- [Texte de lecture]:
▬▬▬▬▬▬▬▬▬▬

Ainsi, ce que Clarke et Kubrick avaient imaginé pour l’année 2001 (le roman et le film datant respectivement de 1968 et 1984), a pris 10 ans de retard. Sauf que pour l’instant, toutes les avancées technologiques listées ci-dessus n’ont pas encore été rassemblées dans un même ordinateur, ce qui laisse un peu de marge avant de passer le test de Turing.
Faut-il alors penser que la science-fiction, qui nous donne des imaginaires de la science et des technologies, vues par des artistes, des romanciers ou des scientifiques, aura finalement raison ? Ou sont-ce les scientifiques qui s’en inspirent pour orienter leurs recherches ? Corrélation ou causalité ? Causalité dans quel sens ?
Fabriquerons-nous des ordinateurs autonomes capables de décisions et de dérision ? Des technologies miniaturisées invisibles et perfides ? L’Homme sera-t-il dépassé par ses propres outils ? L’est-il déjà dans certains domaines ? On pense évidemment au climat, aux nanotechnologies, aux puces RFID, aux « usines à gaz » que nous fabriquons pour réparer nos erreurs, passées, présentes et encore futures pour un moment, à l’emballement des bourses, aux recherches sur les cellules souches, les OGM, etc. La science et la technologie, hélas, sont souvent vue comme génératrices de catastrophes, de peurs, comme en témoignent les nombreux débats actuels de société, dans lesquels les « pro » et « anti » s’affrontent sans s’écouter, s’écoutent sans s’entendre.
On oublie trop que « Science sans conscience n’est que ruine de l’âme » (1532, Rabelais). Dans nos formations universitaires scientifiques, on oublie trop souvent l’historique des événements, des découvertes, l’enchaînement des idées, le fonctionnement de la Science elle-même, l’épistémologie. Heureusement certains nous y aident. Le scientifique ne prend plus assez de recul, la tête dans son guidon, à qui sera le maillot jaune de l’indice H, quitte à se doper d’auto-citations indirectes, en équipe. Quel prochain indice, encore plus complexe et réducteur, viendra remplacer celui-ci ? Quelles astuces malsaines trouvera-t-on pour optimiser son indice ?

▬▬▬▬▬▬▬▬▬▬

- [Consignes de l'exercice]:
[A] Résumez en deux phrases le paragraphe du texte de lecture qui commence par « On oublie trop que », en conservant ses idées principales.
[B] Relevez dans la liste toutes les lignes qui contiennent le mot « white ».

▬▬▬▬▬▬▬▬▬▬

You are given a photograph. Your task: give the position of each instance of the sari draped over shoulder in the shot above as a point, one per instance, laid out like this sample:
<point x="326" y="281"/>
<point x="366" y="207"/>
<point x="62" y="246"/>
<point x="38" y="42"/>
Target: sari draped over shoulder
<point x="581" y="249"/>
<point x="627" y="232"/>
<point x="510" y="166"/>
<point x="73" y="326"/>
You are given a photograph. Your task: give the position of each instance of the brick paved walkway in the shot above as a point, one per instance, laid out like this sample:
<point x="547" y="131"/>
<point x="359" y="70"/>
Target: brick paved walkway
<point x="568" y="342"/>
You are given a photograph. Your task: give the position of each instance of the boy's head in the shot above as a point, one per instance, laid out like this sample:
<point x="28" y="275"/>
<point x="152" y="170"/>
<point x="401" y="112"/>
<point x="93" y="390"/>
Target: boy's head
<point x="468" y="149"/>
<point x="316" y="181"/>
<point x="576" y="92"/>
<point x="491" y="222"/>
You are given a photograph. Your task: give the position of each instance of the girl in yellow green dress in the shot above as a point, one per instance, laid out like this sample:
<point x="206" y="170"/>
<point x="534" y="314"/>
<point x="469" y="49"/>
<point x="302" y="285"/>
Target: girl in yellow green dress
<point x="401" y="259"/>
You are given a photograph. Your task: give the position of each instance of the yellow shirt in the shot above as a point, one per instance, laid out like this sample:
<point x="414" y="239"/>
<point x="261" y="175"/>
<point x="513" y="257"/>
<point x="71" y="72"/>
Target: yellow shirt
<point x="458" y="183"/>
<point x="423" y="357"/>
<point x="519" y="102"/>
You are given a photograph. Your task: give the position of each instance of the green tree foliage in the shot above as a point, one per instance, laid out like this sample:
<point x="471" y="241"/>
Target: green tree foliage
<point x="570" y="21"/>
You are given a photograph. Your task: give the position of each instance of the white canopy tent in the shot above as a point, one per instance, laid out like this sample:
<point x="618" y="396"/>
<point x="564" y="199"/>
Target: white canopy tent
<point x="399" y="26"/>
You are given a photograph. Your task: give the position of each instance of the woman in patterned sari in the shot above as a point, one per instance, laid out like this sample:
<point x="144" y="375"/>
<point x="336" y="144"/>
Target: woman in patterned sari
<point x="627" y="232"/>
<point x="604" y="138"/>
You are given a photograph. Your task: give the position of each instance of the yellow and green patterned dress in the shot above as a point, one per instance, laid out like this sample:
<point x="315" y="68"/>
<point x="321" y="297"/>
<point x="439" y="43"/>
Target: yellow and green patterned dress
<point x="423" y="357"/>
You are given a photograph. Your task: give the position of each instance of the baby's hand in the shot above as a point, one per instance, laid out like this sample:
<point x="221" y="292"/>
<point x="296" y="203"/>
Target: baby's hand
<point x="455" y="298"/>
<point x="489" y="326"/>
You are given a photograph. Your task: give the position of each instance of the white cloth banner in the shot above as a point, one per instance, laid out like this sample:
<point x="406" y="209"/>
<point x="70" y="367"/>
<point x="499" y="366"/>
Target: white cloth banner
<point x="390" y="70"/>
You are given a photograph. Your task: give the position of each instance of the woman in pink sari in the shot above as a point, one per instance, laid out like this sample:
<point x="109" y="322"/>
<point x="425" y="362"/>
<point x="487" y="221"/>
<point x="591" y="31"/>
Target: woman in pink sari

▬▬▬▬▬▬▬▬▬▬

- [Réponses successives]:
[A] En citant la formule de Rabelais (1532) « Science sans conscience n'est que ruine de l'âme », le paragraphe regrette que les formations universitaires scientifiques négligent souvent l'histoire des découvertes, l'enchaînement des idées, le fonctionnement de la Science et l'épistémologie. Le scientifique manque de recul, obsédé par son indice H au point de se doper d'auto-citations indirectes en équipe, et l'on se demande quel indice plus complexe et réducteur le remplacera et quelles astuces malsaines serviront à l'optimiser.

[B]
You are given a photograph. Your task: give the position of each instance of the white canopy tent in the shot above as a point, one per instance, laid out like this sample:
Target: white canopy tent
You are given a photograph. Your task: give the position of each instance of the white cloth banner in the shot above as a point, one per instance, laid out like this sample:
Target: white cloth banner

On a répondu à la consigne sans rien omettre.